INSTRUCTIONS TO FOLLOW:
"white" is the word to look for; copy each line of the listing where it occurs.

DATA IN THIS EXERCISE:
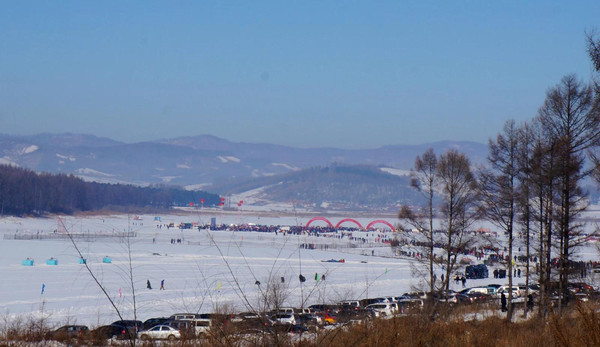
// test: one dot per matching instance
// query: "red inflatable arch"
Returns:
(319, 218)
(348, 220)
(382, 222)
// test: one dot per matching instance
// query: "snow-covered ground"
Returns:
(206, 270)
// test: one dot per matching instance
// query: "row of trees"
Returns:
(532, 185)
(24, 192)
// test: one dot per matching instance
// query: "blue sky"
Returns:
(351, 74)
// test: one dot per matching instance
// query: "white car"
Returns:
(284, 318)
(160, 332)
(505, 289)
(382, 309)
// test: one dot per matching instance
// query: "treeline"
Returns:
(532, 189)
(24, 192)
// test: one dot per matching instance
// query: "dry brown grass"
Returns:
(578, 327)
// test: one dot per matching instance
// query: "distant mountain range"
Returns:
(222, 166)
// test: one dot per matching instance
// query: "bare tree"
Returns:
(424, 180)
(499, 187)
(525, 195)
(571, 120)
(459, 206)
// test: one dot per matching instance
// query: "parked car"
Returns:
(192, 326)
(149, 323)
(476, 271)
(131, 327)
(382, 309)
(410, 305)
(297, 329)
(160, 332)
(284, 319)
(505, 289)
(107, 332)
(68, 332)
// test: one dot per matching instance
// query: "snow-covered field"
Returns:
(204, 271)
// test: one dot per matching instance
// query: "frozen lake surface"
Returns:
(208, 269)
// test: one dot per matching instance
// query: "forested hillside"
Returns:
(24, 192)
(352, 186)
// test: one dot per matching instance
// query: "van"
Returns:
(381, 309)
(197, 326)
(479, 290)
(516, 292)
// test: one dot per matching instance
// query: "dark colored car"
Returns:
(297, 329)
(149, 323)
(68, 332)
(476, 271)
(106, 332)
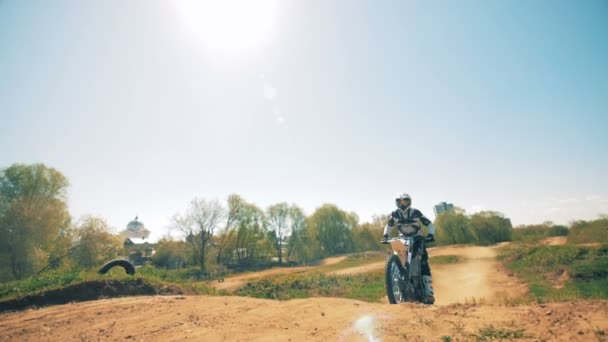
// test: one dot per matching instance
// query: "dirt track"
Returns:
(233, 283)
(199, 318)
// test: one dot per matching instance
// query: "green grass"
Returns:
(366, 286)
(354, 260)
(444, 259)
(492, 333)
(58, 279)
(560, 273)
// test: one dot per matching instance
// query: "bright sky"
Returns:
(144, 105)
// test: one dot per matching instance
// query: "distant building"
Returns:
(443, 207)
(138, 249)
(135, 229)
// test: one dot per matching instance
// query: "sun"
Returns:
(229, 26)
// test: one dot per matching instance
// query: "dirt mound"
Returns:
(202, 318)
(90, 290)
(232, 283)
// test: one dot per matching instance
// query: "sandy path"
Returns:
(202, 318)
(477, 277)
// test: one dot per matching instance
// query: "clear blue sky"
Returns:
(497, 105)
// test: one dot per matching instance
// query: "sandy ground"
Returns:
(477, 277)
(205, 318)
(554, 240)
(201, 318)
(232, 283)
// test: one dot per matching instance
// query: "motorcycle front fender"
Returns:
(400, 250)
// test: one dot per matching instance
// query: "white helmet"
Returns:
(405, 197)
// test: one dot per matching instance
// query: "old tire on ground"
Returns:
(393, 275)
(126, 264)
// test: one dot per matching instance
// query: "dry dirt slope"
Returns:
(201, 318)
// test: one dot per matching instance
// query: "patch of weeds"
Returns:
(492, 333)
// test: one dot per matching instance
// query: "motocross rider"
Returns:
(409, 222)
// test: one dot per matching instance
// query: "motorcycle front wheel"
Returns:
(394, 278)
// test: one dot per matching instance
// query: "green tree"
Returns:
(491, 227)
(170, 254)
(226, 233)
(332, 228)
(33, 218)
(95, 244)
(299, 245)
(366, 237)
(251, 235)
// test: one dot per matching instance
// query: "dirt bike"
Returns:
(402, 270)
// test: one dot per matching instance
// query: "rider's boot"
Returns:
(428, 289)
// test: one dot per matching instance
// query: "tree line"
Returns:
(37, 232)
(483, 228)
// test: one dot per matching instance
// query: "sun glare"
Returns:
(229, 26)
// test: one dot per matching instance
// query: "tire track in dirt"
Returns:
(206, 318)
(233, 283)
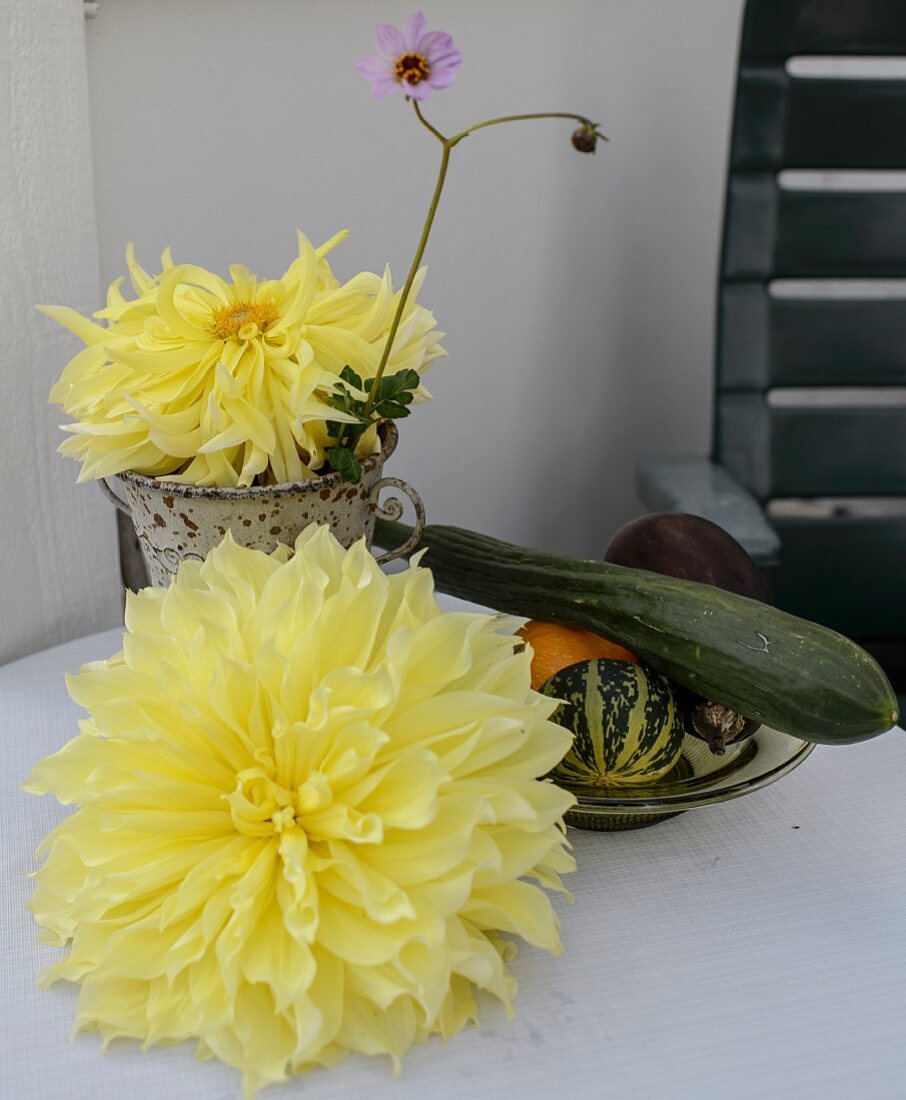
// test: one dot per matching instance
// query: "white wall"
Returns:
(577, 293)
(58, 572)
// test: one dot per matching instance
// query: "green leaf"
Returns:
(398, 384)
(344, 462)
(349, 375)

EXERCISE RESPONSE:
// query: "white car"
// query: "white helmet"
// query: "white wall"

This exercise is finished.